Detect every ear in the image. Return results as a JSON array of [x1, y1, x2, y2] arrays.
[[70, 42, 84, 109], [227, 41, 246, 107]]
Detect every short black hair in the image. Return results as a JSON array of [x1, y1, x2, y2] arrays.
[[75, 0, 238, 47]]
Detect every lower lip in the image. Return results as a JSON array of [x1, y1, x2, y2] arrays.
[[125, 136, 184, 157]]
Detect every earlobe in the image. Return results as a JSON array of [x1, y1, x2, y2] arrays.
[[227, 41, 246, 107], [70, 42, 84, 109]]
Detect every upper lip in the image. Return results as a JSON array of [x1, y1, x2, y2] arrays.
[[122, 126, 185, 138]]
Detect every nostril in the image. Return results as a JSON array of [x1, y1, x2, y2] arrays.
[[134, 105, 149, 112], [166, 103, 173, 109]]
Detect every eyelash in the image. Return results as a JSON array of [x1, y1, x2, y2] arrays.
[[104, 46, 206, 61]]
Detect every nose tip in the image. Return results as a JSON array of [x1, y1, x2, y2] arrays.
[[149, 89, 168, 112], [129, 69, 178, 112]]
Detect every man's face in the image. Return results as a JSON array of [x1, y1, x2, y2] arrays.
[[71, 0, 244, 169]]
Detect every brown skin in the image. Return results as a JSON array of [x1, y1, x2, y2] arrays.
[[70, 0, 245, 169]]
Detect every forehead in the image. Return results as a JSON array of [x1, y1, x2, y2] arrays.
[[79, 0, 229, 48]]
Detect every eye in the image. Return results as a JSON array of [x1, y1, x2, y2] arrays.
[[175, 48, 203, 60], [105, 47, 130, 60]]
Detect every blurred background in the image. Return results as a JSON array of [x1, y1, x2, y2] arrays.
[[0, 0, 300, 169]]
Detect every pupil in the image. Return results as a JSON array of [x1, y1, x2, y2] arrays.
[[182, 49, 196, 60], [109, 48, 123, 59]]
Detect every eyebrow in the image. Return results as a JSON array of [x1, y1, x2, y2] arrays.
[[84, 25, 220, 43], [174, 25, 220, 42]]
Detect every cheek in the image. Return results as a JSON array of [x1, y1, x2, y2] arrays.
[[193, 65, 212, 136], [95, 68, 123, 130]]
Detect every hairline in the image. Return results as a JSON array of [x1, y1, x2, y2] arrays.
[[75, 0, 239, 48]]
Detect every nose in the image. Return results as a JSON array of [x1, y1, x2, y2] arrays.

-*-*-

▸ **Exercise aim**
Reproduce all of the data above line for line, with no changes to wording, numbers, or punctuation.

▸ **Complete answer**
Detect every ear in the image. Return results as a JSON array of [x1, y1, x2, y2] arrays.
[[70, 42, 84, 109], [227, 41, 246, 107]]
Detect every short black hair in the image. Return results as a JSON array of [x1, y1, x2, y2] arrays.
[[75, 0, 238, 47]]
Detect every lower lip in the image. Return results as a JSON array of [x1, y1, x2, y2] arrays.
[[125, 136, 184, 157]]
Detect every earlobe in the image. Return results as a JSON array of [x1, y1, x2, y2] arrays.
[[227, 41, 246, 107], [70, 42, 84, 109]]
Detect every upper lip in the image. Return results as a JSON array of [x1, y1, x2, y2] arrays.
[[122, 126, 185, 138]]
Detect every nostril in the image. Return results as a JSON array of [x1, y1, x2, y2] arrays.
[[134, 105, 149, 112], [166, 103, 173, 109]]
Detect every eyelash in the image. Return results as a JSON array of [x1, y1, x2, y2] arrays.
[[104, 46, 206, 61]]
Detect every nose tip in the image. Return results as a JSON array of [x1, y1, x2, y2] arrays.
[[149, 89, 168, 112], [129, 69, 178, 112]]
Detect every man's face in the image. Return results as a JSON array of [x1, y1, x2, y2] arrays.
[[71, 0, 244, 169]]
Detect every brown skin in the image. Return results as a JSON array of [x1, y1, x2, y2] arrays.
[[70, 0, 245, 169]]
Detect every forehead in the image. Return results as a JSON array of [x1, y1, x2, y2] arrays.
[[79, 0, 229, 48]]
Detect every eye in the image. Return results as a JSON array of [x1, y1, x2, y2] arrays.
[[175, 48, 203, 60], [105, 47, 130, 60]]
Detect every blurred background in the image. Return results as a JSON array of [x1, y1, x2, y2] arrays.
[[0, 0, 300, 169]]
Detect every pupil in the image. Return results as a JSON array of [x1, y1, x2, y2] arrays.
[[182, 49, 196, 60], [109, 48, 123, 59]]
Detect every eyebrow in the image. Return results as a JSON array of [x1, y1, x2, y2] arrays.
[[84, 25, 220, 43], [174, 25, 220, 42]]
Detect every cheek in the image. Return results as a JSON array of [x1, y1, x2, y2] arrays.
[[193, 65, 212, 136], [95, 68, 123, 130]]
Detect every hairline in the image. Return results as a JSON array of [x1, y1, x2, y2] arrays.
[[75, 0, 239, 48]]
Detect every nose in the image. Return results as a JSON array of [x1, y1, x2, y2] arrays.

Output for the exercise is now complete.